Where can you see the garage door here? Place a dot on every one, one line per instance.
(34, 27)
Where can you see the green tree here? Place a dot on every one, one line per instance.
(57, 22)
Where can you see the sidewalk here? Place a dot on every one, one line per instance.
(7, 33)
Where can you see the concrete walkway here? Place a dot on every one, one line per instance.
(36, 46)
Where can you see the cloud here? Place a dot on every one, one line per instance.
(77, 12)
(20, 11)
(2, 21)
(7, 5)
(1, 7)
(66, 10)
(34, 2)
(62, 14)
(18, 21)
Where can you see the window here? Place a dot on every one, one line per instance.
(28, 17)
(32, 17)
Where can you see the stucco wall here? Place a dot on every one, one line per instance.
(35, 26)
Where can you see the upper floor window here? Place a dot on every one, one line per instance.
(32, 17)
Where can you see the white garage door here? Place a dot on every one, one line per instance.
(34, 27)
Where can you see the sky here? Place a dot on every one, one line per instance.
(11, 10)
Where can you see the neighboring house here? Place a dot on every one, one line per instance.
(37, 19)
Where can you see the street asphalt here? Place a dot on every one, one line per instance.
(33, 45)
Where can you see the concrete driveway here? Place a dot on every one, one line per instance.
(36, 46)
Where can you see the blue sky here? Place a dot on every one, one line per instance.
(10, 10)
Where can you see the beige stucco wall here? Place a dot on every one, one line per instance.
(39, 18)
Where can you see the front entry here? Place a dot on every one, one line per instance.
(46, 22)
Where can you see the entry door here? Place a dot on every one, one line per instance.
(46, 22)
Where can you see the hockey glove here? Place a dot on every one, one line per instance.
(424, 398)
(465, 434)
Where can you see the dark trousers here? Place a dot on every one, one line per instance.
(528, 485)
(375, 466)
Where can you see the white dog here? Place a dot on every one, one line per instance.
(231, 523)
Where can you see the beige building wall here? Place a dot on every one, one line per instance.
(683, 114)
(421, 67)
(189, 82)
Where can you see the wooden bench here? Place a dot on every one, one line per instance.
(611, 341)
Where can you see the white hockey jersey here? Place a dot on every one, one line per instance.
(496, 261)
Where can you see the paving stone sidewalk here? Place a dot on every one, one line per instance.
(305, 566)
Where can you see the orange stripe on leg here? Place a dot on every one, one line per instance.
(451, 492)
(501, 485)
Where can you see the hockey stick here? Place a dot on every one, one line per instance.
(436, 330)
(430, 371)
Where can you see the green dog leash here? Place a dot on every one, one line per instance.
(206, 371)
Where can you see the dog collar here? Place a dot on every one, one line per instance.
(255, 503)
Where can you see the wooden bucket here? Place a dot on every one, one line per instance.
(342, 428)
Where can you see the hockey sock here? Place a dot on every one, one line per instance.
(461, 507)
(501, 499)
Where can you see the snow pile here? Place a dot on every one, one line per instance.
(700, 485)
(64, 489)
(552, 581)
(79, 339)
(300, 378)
◇ ◇ ◇ ◇ ◇ ◇ ◇
EXERCISE PROMPT:
Repeat all the entries word for word.

WRITTEN SOLUTION:
Where can you see the garage door here? Place a dot on every one, one line per instance.
(34, 27)
Where can you see the green tree here? Place a dot on every one, one line per instance.
(57, 22)
Where can you see the sidewalk here? Place a dot on every one, one line per instance.
(7, 33)
Where can you see the concrete walkway here? Place a dot on every one, one line per instance.
(36, 46)
Where can you see the cloud here? Place a dot on every one, one line per instance.
(77, 12)
(20, 11)
(2, 21)
(7, 5)
(1, 7)
(66, 10)
(34, 2)
(62, 14)
(18, 21)
Where can you see the window here? Place a dot on every one, one line per instance.
(28, 17)
(32, 17)
Where can you see the stucco wall here? Place a dot on every one, one line per instance.
(35, 26)
Where can you see the upper floor window here? Place a dot on every one, one line per instance.
(32, 17)
Where can you see the white garage door here? Place a dot on every one, one line per instance.
(34, 27)
Where can you see the sky here? Place a dot on every one, one line per instance.
(11, 10)
Where can you see the neighboring house here? Place a dot on every one, one line per instance.
(37, 19)
Where can you see the street asphalt here? Place a dot on every one, one line per instance.
(33, 45)
Where can you see the concrete driveway here? Place a dot on every one, one line per instance.
(36, 46)
Where can you see the blue sky here? Place a dot on every one, one line per instance.
(10, 10)
Where can you see the beige stucco wall here? Place a dot on every one, one line per instance.
(39, 18)
Where can you see the front entry here? Place a dot on every one, one line per instance.
(46, 22)
Where can you see the entry door here? Place a dot on every one, one line per instance.
(46, 22)
Where can you see the hockey glove here? Place a dot on every one, one line per instance.
(424, 398)
(465, 434)
Where can you see the dark trousers here? Place a dot on every one, one line per instance.
(528, 485)
(375, 466)
Where can you see the white dog here? Place a dot on every one, one line per instance.
(231, 523)
Where can you see the beige building wall here? Place a dot on every one, one line per instance.
(683, 114)
(421, 67)
(189, 82)
Where can you see the wooden bench here? Place a dot on every one, one line per instance.
(611, 341)
Where can you see the white hockey jersey here? Place a dot on every one, one line per instance.
(496, 261)
Where can you see the paving stone sidewalk here? Place a dot on every one, one line per instance.
(305, 566)
Where can you see the orange stripe on leg here? Place a dot on every one, one line per instance.
(451, 492)
(501, 485)
Where can you see the hockey stick here? Place a dot on every one, one line per instance.
(436, 330)
(430, 371)
Where can you see the green dog leash here? Place a dot on every one, one line per instance.
(206, 371)
Where can you see the dog collar here? Place a dot on every one, one line per instance.
(255, 503)
Where can you see the wooden bucket here? Place a dot on every one, one line per instance.
(342, 428)
Where can you see the hockey sock here? Place a dot on every one, one line per instance.
(461, 507)
(501, 499)
Where can you see the snow pile here? Place a dot on every one, one line per instance.
(700, 485)
(64, 489)
(552, 581)
(79, 339)
(300, 378)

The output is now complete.